[Data provided]
--
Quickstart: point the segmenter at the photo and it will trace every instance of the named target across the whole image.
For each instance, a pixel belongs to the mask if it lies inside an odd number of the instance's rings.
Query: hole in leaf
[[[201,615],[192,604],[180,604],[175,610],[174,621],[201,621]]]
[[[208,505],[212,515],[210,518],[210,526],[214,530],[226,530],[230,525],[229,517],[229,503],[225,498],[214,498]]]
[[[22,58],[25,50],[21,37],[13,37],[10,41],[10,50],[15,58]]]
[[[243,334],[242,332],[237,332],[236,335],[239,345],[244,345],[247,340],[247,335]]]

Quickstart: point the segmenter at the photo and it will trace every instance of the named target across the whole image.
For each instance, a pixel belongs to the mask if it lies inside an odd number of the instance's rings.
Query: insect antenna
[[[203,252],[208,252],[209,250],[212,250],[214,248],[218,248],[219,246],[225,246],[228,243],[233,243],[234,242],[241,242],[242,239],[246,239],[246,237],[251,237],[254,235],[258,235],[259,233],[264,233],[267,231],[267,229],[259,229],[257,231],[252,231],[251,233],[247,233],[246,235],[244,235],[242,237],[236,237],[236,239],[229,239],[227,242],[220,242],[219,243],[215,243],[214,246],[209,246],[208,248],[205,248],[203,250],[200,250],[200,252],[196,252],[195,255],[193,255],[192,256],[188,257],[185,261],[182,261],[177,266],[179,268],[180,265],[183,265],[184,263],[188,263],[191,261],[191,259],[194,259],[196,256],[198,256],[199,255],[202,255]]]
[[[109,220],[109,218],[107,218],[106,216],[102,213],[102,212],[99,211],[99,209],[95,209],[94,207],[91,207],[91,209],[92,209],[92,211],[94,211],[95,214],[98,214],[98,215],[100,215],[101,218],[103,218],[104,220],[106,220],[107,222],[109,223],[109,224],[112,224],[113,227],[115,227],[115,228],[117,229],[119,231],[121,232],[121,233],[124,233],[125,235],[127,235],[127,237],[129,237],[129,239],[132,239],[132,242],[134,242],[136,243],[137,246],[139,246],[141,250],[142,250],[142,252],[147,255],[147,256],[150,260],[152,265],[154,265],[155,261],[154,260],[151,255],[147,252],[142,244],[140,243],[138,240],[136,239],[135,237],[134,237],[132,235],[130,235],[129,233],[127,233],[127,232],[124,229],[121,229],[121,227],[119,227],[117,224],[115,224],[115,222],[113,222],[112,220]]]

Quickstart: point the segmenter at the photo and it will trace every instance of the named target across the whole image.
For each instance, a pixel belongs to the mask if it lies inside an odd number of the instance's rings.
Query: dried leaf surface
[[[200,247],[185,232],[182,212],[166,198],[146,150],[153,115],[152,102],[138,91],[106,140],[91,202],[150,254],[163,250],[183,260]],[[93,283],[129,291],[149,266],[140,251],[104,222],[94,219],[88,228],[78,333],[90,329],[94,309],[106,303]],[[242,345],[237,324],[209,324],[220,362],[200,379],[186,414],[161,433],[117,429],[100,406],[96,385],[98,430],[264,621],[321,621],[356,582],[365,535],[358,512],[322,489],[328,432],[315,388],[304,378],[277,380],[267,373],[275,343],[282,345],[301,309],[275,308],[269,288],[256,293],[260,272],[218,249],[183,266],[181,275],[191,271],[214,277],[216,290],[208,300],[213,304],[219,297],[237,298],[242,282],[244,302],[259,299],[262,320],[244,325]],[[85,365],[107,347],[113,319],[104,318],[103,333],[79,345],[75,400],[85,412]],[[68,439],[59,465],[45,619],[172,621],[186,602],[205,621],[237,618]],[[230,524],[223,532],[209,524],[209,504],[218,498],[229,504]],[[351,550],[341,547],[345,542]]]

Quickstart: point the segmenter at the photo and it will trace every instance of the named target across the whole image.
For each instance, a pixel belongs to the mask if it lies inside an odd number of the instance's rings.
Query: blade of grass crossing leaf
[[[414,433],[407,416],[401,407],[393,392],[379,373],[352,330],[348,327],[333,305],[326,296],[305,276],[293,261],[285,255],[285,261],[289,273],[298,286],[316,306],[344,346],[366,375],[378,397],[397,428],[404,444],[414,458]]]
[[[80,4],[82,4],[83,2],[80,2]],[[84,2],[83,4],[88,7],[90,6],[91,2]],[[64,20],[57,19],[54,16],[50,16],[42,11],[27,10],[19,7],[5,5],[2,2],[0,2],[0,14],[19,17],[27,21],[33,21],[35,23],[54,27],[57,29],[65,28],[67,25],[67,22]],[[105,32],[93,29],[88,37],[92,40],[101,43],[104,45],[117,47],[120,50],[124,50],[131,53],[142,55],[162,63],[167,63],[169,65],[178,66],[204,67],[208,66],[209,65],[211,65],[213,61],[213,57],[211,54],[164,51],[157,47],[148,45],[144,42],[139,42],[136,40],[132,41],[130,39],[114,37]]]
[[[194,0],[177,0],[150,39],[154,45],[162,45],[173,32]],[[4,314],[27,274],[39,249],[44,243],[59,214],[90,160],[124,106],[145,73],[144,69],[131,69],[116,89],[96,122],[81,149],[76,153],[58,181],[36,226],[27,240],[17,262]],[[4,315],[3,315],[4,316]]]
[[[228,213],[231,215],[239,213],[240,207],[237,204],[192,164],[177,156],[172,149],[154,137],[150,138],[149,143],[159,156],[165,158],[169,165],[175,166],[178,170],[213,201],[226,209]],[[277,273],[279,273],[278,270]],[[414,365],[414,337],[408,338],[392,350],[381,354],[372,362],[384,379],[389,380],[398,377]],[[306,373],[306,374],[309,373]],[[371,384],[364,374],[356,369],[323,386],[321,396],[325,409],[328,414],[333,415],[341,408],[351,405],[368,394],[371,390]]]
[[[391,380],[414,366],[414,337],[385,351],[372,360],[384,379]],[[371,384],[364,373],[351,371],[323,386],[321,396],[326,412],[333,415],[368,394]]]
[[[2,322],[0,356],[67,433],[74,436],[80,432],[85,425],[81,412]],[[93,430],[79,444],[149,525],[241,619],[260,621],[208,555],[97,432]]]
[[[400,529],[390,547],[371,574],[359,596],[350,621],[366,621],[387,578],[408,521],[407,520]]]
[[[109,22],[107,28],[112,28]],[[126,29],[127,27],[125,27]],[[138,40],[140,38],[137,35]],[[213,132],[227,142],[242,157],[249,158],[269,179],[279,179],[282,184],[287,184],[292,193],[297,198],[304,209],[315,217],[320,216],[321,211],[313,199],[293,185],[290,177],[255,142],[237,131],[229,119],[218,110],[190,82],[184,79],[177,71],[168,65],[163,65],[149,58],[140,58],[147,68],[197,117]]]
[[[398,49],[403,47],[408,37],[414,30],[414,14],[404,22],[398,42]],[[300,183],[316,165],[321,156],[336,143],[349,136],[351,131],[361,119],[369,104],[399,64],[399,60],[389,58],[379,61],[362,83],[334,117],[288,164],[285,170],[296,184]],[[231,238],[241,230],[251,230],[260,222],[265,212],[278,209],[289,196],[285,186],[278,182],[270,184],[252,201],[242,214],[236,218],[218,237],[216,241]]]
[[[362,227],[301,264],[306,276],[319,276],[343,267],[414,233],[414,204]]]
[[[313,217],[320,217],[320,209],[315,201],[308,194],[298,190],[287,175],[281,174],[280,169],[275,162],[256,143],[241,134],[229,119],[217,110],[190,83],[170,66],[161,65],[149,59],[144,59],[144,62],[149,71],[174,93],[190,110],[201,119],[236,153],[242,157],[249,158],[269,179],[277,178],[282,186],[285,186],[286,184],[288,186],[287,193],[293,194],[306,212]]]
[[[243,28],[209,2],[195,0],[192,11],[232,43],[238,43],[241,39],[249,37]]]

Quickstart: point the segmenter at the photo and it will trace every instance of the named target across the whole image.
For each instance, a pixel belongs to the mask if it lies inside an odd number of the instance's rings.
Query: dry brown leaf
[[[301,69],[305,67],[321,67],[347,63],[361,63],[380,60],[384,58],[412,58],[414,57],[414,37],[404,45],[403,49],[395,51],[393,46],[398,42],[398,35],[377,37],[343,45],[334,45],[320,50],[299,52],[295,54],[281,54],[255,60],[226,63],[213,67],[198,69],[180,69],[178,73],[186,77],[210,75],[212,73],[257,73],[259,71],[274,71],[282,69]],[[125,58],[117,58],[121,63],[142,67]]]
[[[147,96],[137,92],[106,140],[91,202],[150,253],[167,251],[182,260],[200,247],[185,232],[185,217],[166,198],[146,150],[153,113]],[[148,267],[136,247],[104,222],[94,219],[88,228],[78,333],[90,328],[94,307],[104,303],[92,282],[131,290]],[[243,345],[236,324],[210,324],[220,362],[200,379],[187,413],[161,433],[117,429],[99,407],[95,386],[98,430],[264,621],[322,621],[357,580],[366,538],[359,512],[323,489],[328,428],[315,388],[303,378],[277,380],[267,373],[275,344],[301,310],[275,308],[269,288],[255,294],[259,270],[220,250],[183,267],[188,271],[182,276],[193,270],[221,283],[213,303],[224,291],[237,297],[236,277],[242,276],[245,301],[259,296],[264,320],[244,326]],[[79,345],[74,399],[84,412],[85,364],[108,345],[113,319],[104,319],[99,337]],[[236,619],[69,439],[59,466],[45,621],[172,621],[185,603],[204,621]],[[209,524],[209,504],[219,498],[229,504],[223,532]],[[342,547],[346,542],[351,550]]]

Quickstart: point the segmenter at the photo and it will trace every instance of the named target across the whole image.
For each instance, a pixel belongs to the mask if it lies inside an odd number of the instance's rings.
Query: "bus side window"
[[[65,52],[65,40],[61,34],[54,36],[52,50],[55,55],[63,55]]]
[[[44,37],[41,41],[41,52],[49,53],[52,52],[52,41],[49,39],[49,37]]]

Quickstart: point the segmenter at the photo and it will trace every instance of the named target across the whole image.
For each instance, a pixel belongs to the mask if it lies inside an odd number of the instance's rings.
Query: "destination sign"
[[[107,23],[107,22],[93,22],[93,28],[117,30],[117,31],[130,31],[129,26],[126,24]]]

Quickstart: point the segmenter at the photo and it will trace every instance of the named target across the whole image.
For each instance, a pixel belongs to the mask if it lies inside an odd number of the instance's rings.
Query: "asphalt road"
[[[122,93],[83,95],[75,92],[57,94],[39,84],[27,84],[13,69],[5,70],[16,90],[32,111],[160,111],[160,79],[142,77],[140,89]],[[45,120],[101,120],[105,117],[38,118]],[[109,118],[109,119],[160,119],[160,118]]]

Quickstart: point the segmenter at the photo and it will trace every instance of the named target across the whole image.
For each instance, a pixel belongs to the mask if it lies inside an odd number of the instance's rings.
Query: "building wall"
--
[What is being asked] Count the lines in the items above that contain the string "Query", and reply with only the number.

[Exercise output] 9